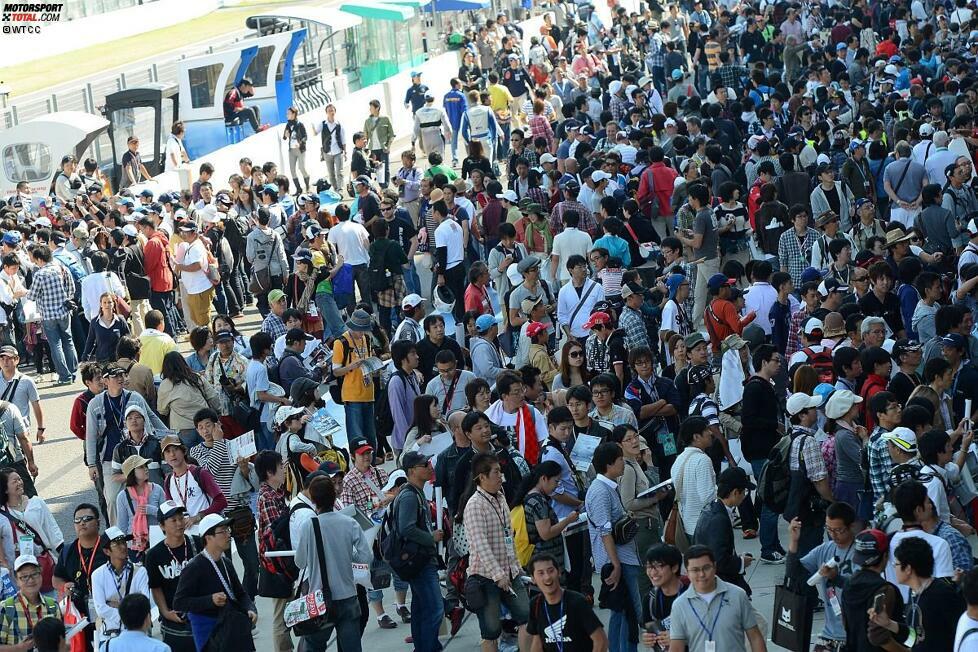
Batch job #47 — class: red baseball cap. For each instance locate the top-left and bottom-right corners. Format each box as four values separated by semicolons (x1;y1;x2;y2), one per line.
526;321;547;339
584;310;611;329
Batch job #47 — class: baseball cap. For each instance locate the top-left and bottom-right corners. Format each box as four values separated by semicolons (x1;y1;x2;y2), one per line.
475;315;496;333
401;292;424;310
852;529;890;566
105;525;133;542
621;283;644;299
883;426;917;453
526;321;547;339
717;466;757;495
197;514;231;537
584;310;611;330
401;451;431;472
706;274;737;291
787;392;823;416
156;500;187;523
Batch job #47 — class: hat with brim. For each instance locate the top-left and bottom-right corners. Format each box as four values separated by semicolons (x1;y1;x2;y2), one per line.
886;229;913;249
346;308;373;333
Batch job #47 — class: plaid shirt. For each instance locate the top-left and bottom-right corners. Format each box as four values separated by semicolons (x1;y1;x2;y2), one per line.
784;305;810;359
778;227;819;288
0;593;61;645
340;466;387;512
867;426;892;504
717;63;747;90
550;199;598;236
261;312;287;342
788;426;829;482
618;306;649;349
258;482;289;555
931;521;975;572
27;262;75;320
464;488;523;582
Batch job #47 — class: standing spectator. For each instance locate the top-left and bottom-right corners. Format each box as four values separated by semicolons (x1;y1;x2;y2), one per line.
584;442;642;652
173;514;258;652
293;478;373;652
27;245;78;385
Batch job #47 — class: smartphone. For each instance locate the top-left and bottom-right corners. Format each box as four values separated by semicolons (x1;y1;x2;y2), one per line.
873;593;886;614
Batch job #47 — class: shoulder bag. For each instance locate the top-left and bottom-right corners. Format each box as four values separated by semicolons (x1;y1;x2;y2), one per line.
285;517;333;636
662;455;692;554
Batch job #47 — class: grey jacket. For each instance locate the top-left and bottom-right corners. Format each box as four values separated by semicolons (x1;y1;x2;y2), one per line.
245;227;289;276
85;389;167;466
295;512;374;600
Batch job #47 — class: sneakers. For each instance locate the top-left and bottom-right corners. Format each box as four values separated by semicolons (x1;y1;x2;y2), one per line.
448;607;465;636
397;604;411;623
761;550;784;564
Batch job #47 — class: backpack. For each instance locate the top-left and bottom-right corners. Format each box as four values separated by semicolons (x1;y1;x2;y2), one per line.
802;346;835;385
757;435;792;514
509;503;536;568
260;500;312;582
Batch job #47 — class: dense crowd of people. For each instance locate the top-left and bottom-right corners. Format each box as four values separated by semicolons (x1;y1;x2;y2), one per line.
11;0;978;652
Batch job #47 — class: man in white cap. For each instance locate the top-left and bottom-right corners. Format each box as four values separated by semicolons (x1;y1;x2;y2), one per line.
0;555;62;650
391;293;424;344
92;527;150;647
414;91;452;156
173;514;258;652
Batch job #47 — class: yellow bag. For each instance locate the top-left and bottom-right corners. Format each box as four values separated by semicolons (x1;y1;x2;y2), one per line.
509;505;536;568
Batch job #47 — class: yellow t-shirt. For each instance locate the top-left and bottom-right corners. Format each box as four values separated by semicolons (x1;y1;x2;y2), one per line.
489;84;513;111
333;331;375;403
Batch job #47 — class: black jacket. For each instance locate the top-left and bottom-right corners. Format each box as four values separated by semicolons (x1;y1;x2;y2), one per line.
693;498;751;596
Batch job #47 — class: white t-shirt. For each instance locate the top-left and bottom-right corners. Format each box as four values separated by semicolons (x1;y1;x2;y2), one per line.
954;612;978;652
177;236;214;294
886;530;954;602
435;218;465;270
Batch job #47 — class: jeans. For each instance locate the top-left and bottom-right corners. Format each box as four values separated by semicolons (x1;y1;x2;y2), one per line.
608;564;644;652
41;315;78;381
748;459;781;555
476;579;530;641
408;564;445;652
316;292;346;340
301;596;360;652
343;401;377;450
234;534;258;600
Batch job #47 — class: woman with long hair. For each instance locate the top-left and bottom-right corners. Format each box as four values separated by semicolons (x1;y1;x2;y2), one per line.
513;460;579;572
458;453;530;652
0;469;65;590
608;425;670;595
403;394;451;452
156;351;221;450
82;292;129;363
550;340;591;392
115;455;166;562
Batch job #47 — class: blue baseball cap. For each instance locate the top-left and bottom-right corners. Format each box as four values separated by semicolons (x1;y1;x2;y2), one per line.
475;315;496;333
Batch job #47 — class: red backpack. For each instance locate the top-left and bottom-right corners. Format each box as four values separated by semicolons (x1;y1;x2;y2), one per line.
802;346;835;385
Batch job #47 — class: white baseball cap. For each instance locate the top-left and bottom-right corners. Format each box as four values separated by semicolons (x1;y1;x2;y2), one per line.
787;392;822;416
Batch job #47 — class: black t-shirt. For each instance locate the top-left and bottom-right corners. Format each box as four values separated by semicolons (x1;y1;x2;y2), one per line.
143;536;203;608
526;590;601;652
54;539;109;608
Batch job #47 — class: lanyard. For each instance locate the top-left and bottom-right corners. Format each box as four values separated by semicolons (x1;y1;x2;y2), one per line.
* * *
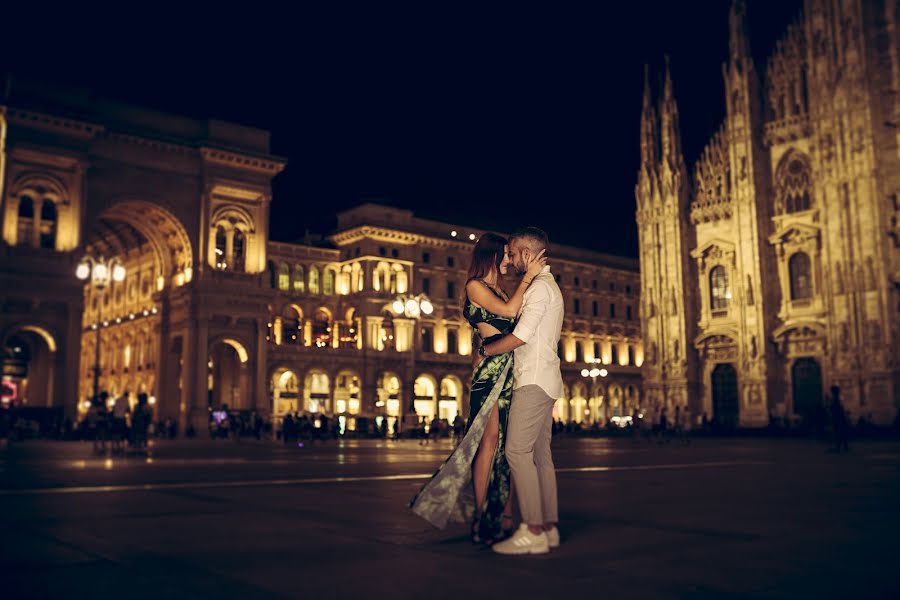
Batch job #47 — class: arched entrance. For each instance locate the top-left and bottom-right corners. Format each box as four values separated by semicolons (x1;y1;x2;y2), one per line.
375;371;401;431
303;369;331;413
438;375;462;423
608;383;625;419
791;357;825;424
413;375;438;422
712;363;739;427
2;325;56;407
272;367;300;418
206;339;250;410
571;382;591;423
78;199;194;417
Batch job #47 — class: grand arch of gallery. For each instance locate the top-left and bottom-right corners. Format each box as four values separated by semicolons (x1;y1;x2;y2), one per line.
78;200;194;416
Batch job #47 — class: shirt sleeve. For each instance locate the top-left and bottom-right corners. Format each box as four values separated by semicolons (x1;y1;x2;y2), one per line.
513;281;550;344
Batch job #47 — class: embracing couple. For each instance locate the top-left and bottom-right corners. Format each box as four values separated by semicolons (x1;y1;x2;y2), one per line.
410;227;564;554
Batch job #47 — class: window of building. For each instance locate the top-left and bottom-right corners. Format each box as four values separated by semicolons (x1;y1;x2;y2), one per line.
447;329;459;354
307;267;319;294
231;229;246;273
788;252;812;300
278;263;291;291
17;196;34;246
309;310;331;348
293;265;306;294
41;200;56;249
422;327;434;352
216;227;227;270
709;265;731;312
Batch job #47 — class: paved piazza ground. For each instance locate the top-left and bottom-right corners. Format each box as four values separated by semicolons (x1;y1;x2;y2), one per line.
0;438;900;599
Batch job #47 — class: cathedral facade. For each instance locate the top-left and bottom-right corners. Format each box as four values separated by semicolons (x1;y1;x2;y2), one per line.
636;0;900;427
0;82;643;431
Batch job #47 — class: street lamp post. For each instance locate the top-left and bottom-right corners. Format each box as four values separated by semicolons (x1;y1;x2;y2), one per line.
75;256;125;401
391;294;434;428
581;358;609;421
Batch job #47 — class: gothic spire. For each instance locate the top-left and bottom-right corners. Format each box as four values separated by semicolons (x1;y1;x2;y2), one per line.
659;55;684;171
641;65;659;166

CHALLENGE ->
Begin at the line containing "Batch job #47 — class: cathedral" and stop after the line containing "641;65;659;166". Write out every line of that stretch of the material, multiplying each coordinate in the semicolon-separated box lines by 2.1 and rounding to a whole number (halves round up), and copy all other lines unchanged.

RESPONSE ->
Batch job #47 — class: cathedral facade. For each instance locate the top-left and bottom-right corners. Format each box as four values separated by semicolons (x1;y1;x2;y2), one per line.
1336;0;1890;897
0;172;1350;905
Batch job #47 — class: street lamp post. For each instance locate the top-left and bottom-right corners. Format each box as four values separated by semicolons (x1;y1;x2;y2), one per line.
158;538;263;842
821;617;911;899
1220;752;1279;884
Batch job #47 — class: gothic spire. For each instance locate the top-left and bottom-right corners. Format each box as four values separated by semicolons (x1;y1;x2;y2), one per line.
1384;116;1436;359
1346;137;1384;349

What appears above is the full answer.